Set task → Filter the listing and copy out every line that contains the word "white".
begin Data provided
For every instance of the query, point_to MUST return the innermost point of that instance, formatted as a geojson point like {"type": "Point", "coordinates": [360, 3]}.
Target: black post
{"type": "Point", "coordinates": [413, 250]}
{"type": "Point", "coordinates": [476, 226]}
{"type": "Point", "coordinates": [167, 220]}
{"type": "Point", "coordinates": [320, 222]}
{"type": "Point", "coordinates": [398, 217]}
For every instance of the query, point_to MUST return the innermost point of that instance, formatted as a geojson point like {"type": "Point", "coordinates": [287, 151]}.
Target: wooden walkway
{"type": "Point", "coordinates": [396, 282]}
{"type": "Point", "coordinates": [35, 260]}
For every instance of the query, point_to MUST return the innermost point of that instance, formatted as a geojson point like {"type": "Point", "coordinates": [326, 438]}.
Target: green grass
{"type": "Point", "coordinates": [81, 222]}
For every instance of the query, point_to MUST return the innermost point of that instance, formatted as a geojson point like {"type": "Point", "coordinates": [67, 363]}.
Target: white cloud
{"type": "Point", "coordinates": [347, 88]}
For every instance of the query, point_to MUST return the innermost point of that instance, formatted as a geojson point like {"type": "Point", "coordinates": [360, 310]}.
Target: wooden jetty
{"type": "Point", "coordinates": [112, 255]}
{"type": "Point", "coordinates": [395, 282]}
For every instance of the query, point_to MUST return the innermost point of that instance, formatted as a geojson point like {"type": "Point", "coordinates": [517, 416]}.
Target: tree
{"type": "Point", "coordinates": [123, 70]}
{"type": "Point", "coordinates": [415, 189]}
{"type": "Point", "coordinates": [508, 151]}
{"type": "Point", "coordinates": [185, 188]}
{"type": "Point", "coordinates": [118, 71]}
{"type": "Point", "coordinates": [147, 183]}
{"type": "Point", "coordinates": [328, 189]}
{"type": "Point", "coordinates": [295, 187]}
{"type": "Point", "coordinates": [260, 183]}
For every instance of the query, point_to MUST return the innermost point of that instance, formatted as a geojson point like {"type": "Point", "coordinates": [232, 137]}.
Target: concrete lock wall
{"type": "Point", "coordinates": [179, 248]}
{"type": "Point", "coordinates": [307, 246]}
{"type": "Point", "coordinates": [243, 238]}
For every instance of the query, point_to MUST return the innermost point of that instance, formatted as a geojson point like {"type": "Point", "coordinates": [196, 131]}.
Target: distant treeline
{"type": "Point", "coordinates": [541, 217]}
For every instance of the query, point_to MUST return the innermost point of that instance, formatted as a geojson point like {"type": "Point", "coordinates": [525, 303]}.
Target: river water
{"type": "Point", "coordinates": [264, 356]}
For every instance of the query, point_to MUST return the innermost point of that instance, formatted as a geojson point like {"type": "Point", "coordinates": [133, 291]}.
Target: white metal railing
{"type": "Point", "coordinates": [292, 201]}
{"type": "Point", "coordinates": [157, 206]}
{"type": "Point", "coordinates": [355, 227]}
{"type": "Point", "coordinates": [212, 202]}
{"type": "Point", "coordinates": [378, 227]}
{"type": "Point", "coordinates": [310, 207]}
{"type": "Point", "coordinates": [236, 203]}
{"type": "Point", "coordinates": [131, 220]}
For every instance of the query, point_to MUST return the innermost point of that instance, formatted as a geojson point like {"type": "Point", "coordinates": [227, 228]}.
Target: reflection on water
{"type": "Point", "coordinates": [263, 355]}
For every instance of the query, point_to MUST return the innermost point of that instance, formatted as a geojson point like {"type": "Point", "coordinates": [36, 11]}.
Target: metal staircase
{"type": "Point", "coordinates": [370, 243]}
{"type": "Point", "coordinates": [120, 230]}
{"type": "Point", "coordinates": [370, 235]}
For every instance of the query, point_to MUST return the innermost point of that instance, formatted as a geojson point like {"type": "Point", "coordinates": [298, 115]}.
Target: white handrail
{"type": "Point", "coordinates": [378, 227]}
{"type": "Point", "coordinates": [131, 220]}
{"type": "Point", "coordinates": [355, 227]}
end Data provided
begin Data provided
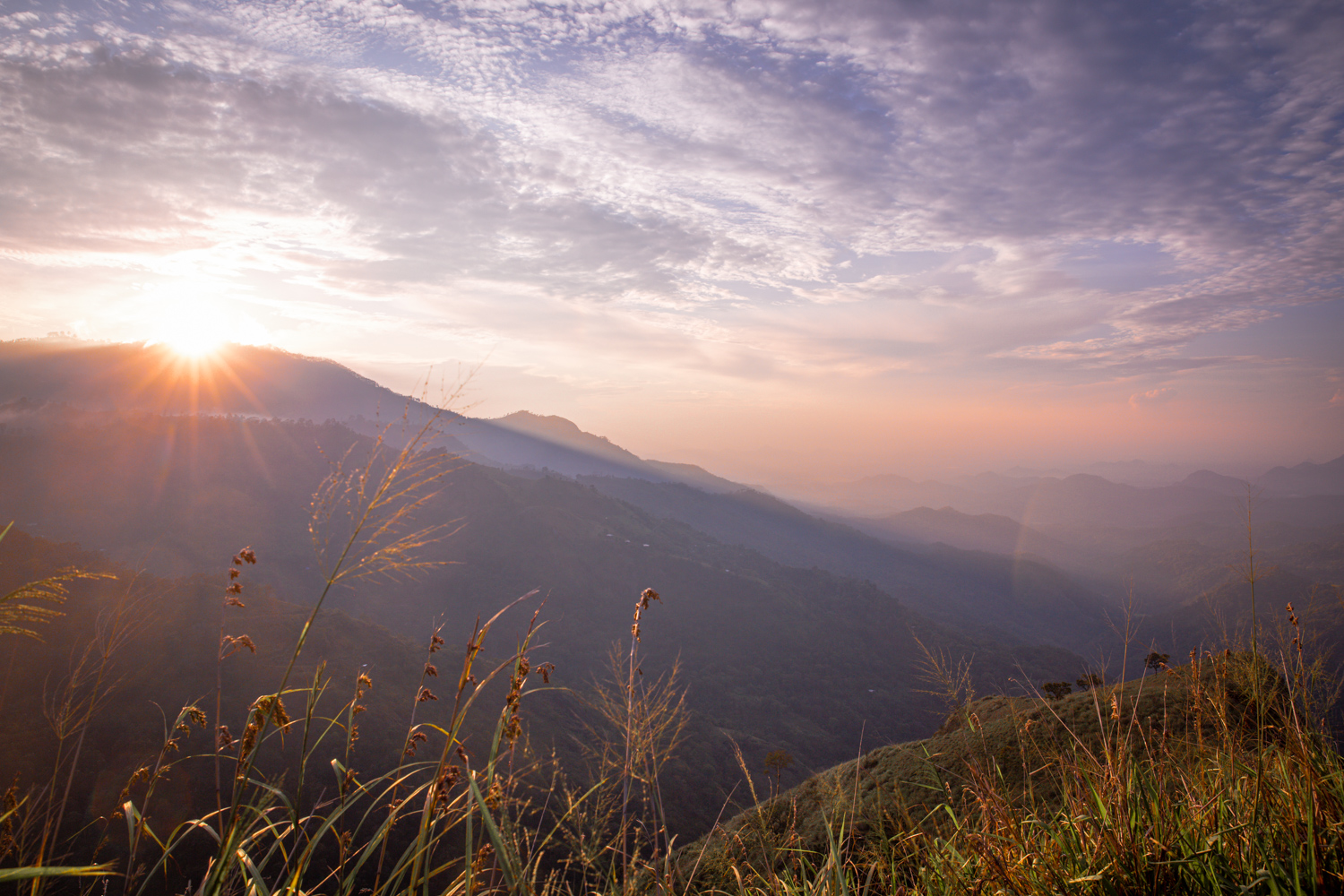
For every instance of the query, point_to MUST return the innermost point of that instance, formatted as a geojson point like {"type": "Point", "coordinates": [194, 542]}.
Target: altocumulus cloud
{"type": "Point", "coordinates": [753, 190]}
end Data provided
Written reply →
Target: white cloud
Target: white metal railing
Target: white handrail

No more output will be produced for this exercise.